Instructions for the task:
Convert all of the material below into a two-column CSV with the headers "prompt" and "completion", giving one row to each thing asked: the text that asks it goes under "prompt" and its answer under "completion", each as a single quoted field with line breaks turned into spaces. Leave the pictures out.

Available data:

|---|

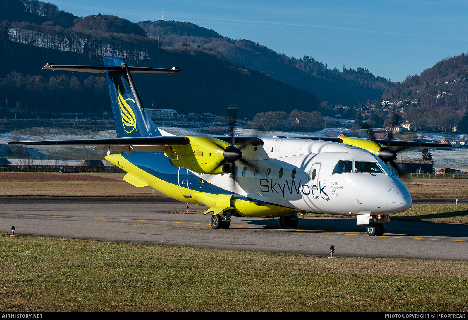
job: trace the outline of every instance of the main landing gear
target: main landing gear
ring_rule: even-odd
[[[232,214],[214,214],[211,217],[211,227],[213,229],[227,229],[231,225]]]
[[[371,223],[367,225],[367,226],[366,227],[366,231],[370,236],[381,236],[383,235],[385,233],[385,227],[383,224],[380,222]]]
[[[282,228],[295,228],[299,223],[299,217],[294,213],[292,216],[287,217],[280,217],[279,218],[279,225]]]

|---|

Finished answer:
prompt,completion
"job: trace the outline of every instance of the main landing gear target: main landing gear ring_rule: even-odd","[[[232,214],[214,214],[211,217],[211,227],[213,229],[227,229],[231,225]]] [[[371,223],[367,225],[367,226],[366,227],[366,231],[370,236],[381,236],[383,235],[385,233],[385,227],[383,224],[380,222]]] [[[282,228],[295,228],[299,223],[299,217],[294,213],[292,216],[287,217],[280,217],[279,218],[279,225]]]"